### Required action:
Only one stretch of the listing below is wanted. Begin at the line that has "positive clicks: (366, 673) (381, 670)", stop after the line that has "box: [197, 128, 277, 160]", and repeat every line in between exactly.

### Extracted entries:
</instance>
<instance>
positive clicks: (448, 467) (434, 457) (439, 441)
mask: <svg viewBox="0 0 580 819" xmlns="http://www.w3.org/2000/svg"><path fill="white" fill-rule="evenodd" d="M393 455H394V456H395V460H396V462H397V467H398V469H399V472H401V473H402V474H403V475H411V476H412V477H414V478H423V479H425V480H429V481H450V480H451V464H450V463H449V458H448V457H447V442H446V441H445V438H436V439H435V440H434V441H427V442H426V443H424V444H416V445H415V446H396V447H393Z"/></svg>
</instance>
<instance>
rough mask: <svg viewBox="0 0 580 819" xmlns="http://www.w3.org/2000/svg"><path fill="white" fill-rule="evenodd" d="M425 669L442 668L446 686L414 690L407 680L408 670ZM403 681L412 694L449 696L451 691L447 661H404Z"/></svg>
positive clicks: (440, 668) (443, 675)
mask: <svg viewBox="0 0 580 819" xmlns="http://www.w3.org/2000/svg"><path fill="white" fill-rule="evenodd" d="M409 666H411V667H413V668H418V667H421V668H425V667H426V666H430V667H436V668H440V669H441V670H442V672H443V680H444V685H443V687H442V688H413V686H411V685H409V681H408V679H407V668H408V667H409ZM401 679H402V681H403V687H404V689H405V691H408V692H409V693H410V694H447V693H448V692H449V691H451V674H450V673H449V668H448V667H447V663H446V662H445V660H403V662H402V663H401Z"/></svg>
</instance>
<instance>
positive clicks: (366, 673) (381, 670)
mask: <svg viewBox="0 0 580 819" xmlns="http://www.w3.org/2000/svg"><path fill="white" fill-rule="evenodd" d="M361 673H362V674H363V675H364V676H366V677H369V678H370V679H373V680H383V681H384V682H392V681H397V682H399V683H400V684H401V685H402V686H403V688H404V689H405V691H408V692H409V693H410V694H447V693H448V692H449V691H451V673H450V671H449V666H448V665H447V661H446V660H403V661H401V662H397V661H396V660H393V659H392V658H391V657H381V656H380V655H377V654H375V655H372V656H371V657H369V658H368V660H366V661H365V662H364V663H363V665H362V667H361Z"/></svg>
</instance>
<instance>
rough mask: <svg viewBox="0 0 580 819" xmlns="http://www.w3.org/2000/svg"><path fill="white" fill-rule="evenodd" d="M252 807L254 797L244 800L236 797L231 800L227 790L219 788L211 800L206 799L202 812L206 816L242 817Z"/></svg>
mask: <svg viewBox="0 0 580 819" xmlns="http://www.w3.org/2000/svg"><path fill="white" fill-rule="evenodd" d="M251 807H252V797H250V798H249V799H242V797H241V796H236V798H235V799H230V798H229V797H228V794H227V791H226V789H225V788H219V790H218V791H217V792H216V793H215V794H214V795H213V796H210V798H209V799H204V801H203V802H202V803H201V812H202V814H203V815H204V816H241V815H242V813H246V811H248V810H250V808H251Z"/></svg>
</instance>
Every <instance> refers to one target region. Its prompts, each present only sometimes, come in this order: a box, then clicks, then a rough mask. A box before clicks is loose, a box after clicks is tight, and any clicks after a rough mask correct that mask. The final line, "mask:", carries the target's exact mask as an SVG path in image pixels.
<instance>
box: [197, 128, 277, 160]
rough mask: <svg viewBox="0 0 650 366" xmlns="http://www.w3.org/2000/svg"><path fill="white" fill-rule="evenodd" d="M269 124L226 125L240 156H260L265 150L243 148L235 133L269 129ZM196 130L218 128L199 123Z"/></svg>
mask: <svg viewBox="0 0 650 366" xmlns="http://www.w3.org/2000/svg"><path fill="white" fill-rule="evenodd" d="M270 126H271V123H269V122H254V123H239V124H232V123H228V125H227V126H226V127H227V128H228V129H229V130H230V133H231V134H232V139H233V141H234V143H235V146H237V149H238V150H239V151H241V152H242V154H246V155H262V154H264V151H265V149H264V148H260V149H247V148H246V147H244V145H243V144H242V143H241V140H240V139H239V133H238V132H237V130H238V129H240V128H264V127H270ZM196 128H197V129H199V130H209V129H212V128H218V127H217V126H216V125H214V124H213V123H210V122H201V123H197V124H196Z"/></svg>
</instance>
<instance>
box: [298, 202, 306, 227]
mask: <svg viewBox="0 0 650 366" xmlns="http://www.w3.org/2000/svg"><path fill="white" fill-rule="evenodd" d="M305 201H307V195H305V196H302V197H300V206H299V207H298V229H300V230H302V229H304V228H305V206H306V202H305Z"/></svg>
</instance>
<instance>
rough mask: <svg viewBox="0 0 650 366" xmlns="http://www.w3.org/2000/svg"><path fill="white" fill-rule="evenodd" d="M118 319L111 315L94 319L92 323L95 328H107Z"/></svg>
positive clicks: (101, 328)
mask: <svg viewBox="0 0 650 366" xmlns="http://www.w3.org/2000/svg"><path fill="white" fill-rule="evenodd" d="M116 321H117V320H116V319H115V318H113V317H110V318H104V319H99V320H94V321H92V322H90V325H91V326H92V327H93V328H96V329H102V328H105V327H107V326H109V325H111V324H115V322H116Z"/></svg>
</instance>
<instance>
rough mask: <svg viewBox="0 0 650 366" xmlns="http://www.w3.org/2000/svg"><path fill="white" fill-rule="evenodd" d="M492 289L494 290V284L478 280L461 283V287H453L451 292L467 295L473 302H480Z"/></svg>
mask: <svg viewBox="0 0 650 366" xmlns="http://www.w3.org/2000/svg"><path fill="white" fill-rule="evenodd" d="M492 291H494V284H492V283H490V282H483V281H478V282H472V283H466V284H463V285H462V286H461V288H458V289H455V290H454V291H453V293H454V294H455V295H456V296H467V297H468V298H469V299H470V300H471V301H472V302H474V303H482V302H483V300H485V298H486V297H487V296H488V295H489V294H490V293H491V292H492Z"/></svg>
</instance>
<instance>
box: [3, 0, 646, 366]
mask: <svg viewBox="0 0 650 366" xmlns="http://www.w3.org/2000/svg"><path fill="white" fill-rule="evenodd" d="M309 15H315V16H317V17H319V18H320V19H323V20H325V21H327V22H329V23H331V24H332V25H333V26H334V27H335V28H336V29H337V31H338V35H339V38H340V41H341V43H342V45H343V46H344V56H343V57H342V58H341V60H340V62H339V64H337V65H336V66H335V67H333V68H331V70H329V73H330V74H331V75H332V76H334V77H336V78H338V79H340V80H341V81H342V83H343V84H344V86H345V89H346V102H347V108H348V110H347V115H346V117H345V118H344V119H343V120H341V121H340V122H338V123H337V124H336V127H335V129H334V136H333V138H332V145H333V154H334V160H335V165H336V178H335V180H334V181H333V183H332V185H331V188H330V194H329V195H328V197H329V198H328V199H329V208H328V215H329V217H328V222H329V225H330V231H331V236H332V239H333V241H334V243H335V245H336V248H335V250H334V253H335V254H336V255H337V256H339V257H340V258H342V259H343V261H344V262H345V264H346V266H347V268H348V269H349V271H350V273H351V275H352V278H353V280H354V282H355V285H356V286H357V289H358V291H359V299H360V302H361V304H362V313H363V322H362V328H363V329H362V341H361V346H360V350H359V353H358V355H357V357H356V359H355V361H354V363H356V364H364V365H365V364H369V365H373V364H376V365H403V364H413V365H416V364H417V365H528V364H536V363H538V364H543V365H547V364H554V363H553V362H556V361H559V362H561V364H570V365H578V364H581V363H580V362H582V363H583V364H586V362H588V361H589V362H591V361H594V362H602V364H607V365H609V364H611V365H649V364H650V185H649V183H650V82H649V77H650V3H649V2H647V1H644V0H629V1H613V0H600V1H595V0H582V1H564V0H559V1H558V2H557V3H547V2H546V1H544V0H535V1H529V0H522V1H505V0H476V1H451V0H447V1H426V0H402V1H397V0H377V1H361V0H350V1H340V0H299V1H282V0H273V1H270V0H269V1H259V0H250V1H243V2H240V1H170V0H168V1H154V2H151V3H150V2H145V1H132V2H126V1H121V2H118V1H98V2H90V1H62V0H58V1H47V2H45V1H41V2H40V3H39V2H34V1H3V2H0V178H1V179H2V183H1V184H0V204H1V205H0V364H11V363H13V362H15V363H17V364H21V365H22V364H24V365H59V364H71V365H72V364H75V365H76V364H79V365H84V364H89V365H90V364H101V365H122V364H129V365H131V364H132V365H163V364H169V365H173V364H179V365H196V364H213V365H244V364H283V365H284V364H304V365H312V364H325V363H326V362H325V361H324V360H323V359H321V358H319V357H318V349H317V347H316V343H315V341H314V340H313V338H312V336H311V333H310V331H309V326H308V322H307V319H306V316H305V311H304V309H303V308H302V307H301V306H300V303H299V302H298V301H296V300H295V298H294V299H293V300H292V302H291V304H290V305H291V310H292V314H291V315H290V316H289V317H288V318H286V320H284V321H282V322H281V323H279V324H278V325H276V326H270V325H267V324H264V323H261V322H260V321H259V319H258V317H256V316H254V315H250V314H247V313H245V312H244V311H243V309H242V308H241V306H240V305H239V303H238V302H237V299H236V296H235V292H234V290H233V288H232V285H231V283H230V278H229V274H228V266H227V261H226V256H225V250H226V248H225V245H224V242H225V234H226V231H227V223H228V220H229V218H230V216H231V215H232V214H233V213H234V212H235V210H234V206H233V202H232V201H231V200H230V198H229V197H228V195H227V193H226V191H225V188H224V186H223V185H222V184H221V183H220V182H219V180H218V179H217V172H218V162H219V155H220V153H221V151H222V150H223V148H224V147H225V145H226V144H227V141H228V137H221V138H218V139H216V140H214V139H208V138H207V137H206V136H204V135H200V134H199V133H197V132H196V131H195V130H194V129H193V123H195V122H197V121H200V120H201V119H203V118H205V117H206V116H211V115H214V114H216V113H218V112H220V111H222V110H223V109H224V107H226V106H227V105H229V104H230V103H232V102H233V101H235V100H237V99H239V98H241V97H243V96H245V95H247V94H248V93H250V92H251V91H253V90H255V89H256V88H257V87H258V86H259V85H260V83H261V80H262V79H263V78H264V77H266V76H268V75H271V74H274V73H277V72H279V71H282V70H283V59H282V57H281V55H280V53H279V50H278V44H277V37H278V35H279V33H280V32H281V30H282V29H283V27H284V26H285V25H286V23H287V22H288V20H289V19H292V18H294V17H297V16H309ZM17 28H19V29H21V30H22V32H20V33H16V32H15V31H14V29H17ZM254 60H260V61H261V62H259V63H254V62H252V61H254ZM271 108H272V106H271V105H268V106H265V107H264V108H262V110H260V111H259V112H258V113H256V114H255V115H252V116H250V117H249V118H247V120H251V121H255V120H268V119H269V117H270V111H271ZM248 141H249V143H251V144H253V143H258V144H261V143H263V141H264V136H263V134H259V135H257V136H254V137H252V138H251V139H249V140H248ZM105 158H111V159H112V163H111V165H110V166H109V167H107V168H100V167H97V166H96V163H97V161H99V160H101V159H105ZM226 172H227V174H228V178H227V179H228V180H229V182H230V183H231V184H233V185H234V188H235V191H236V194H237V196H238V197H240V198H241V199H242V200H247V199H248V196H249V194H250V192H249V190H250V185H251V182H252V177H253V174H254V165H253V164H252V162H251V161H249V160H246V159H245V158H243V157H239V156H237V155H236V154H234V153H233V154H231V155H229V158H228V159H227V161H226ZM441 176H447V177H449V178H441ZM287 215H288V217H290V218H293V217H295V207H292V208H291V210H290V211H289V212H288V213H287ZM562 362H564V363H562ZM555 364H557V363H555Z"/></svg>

### Task solution:
positive clicks: (366, 673) (381, 670)
mask: <svg viewBox="0 0 580 819" xmlns="http://www.w3.org/2000/svg"><path fill="white" fill-rule="evenodd" d="M361 673H362V674H363V675H364V676H366V677H369V678H370V679H373V680H383V681H384V682H392V681H397V682H399V683H400V684H401V685H402V686H403V688H404V689H405V691H408V692H409V693H410V694H447V693H448V692H449V691H451V673H450V671H449V666H448V665H447V661H446V660H403V661H401V662H397V661H396V660H393V659H392V658H391V657H381V656H380V655H377V654H375V655H372V656H371V657H369V658H368V660H366V661H365V662H364V663H363V665H362V667H361Z"/></svg>
</instance>
<instance>
rough mask: <svg viewBox="0 0 580 819" xmlns="http://www.w3.org/2000/svg"><path fill="white" fill-rule="evenodd" d="M252 807L254 797L244 800L236 797L231 800L227 790L219 788L211 800L206 799L202 812L206 816L242 817Z"/></svg>
mask: <svg viewBox="0 0 580 819" xmlns="http://www.w3.org/2000/svg"><path fill="white" fill-rule="evenodd" d="M251 807H252V797H250V798H249V799H242V797H241V796H236V798H235V799H230V798H229V797H228V794H227V791H226V789H225V788H219V790H218V791H217V792H216V793H215V794H214V795H213V796H210V798H209V799H204V801H203V802H202V803H201V812H202V814H203V815H204V816H241V815H242V813H246V811H248V810H250V808H251Z"/></svg>
</instance>
Every <instance> refers to one target region. Its prompts, each present only sometimes, come in this order: a box, then clicks, then a rough mask. A box before clicks is loose, a box after clicks is tight, and any clicks after a rough mask correct that mask. The final line, "mask:", carries the target's exact mask as an SVG path in image pixels.
<instance>
box: [197, 128, 277, 160]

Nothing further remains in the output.